[Rows taken from a dataset]
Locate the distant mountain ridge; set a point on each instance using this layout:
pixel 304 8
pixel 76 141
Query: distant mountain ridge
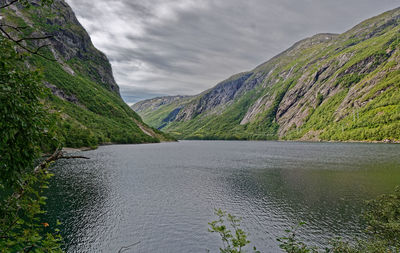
pixel 326 87
pixel 83 93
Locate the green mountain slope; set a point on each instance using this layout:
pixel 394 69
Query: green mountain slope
pixel 327 87
pixel 84 97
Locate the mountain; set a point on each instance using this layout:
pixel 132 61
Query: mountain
pixel 326 87
pixel 83 95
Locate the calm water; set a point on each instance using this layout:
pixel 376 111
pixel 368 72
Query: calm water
pixel 163 195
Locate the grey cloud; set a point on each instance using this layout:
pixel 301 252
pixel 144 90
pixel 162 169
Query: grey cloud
pixel 168 47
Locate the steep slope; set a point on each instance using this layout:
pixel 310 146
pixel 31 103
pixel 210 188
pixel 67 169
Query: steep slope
pixel 327 87
pixel 84 97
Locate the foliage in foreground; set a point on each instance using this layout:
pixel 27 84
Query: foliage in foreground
pixel 382 217
pixel 24 127
pixel 234 238
pixel 26 131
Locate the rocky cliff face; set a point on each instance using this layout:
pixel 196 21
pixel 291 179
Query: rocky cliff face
pixel 330 87
pixel 84 95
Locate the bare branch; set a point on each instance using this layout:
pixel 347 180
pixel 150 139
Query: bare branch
pixel 124 248
pixel 18 42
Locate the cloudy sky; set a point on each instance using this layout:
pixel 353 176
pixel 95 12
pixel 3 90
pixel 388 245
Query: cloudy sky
pixel 169 47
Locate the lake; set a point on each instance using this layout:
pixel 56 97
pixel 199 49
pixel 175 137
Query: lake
pixel 162 196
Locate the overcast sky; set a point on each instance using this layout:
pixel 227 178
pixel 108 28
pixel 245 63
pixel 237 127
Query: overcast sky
pixel 170 47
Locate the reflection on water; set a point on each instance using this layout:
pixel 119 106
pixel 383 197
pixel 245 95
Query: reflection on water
pixel 163 195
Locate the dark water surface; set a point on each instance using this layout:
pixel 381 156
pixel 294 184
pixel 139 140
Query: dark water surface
pixel 163 195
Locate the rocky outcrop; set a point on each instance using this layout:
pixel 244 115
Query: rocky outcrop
pixel 70 42
pixel 83 94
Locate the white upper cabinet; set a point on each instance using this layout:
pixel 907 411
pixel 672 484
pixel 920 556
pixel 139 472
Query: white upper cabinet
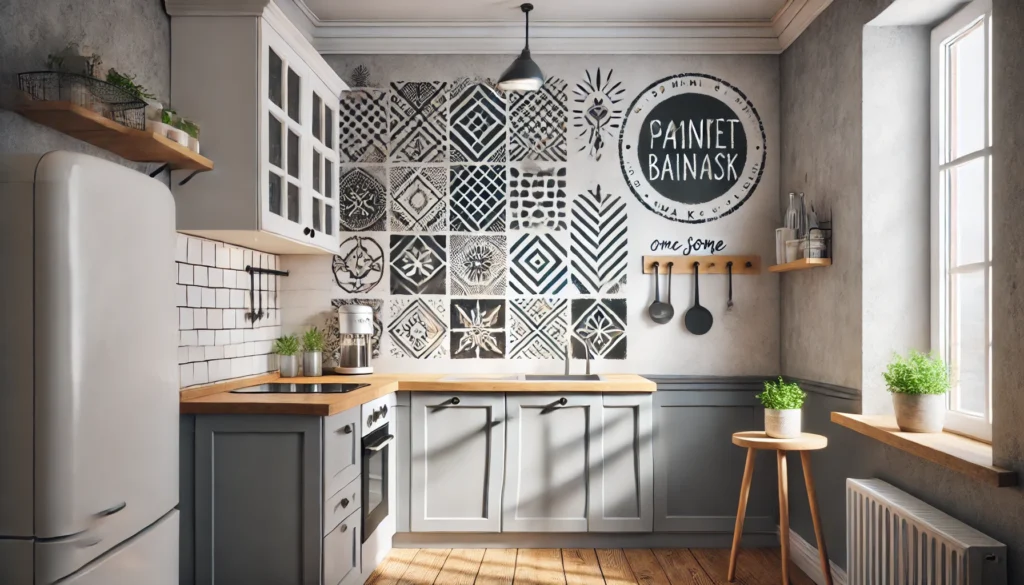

* [Problem requirements]
Return each line of the items above that contains the string "reflection", treating uppercase and lowercase letters as different.

* [The solution]
Locate the reflection on water; set a point on each instance using this layout:
Query: reflection on water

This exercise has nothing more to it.